--- RECORD SET ---
______

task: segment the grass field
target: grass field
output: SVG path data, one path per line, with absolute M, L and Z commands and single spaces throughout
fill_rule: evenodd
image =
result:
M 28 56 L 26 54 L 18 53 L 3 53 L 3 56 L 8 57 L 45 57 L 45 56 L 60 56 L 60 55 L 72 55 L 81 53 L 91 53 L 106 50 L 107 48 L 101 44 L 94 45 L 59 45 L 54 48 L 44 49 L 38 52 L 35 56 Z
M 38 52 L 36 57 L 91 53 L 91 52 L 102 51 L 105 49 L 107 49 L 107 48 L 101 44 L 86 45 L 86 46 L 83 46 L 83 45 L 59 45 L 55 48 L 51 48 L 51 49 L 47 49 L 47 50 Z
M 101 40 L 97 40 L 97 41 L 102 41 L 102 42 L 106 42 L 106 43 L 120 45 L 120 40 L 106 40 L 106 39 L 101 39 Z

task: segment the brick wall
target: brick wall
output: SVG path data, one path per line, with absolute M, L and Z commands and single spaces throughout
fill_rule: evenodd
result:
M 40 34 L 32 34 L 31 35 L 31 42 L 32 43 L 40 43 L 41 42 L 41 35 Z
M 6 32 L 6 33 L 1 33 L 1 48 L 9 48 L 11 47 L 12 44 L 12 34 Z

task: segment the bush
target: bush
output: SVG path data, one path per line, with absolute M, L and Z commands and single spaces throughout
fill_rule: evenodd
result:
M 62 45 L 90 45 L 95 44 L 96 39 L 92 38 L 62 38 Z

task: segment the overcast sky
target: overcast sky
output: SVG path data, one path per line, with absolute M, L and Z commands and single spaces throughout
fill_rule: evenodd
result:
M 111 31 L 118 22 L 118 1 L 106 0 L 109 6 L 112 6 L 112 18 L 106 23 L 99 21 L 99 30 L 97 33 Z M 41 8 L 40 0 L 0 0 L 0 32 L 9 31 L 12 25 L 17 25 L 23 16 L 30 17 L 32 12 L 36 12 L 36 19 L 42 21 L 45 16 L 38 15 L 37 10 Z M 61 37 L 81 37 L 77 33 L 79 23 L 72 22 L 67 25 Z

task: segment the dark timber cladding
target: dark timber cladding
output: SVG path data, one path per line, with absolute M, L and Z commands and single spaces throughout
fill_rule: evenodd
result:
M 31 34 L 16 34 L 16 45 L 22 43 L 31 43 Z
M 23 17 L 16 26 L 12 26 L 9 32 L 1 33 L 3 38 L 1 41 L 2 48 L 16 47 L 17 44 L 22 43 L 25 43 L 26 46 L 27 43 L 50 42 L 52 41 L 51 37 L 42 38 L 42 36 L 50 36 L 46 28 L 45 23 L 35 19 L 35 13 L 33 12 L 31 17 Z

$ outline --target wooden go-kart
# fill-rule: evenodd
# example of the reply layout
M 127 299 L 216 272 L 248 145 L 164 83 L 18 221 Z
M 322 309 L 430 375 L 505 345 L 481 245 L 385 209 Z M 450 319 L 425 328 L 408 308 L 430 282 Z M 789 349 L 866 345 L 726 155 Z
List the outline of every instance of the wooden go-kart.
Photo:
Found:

______

--- EXERCISE OBJECTIVE ---
Everything from the line containing "task: segment the brick wall" to the last line of the entries above should be quoted exactly, and only that.

--- EXERCISE RESULT ---
task: segment the brick wall
target: brick wall
output: SVG path data, one path per line, with absolute M, L and Z commands and single spaces throughout
fill_rule: evenodd
result:
M 40 34 L 32 34 L 31 35 L 31 42 L 32 43 L 40 43 L 41 42 L 41 35 Z
M 6 32 L 6 33 L 1 33 L 1 48 L 9 48 L 11 47 L 12 44 L 12 34 Z

task: segment the bush
target: bush
output: SVG path data, one path per line, with absolute M, L and Z commands and single spaces throughout
fill_rule: evenodd
result:
M 62 45 L 90 45 L 95 44 L 96 39 L 92 38 L 62 38 Z

task: segment the overcast sky
target: overcast sky
output: SVG path data, one path per line, with absolute M, L and Z commands and single spaces throughout
fill_rule: evenodd
result:
M 111 31 L 118 22 L 118 1 L 106 0 L 109 6 L 112 6 L 112 18 L 106 23 L 99 21 L 99 30 L 97 33 Z M 41 8 L 40 0 L 0 0 L 0 32 L 9 31 L 12 25 L 17 25 L 23 16 L 30 17 L 32 12 L 36 12 L 36 19 L 42 21 L 45 16 L 38 15 L 37 10 Z M 61 37 L 81 37 L 77 33 L 79 23 L 72 22 L 67 25 Z

task: segment the dark timber cladding
target: dark timber cladding
output: SVG path data, one path per line, with absolute M, L and Z commands and single spaces throughout
fill_rule: evenodd
result:
M 31 34 L 16 34 L 16 45 L 22 43 L 31 43 Z
M 23 17 L 16 26 L 12 26 L 9 32 L 1 33 L 3 38 L 1 41 L 2 48 L 16 47 L 17 44 L 22 43 L 25 43 L 26 46 L 27 43 L 50 42 L 52 41 L 51 37 L 42 38 L 42 36 L 50 36 L 46 28 L 45 23 L 35 19 L 35 13 L 33 12 L 31 17 Z

$ outline --target wooden go-kart
# fill-rule: evenodd
# example of the reply layout
M 127 299 L 216 272 L 248 145 L 164 83 L 18 221 Z
M 322 309 L 430 375 L 505 345 L 481 245 L 385 209 Z M 450 319 L 425 328 L 408 308 L 430 282 Z M 789 349 L 866 345 L 726 155 Z
List the outline of every instance of the wooden go-kart.
Photo:
Found:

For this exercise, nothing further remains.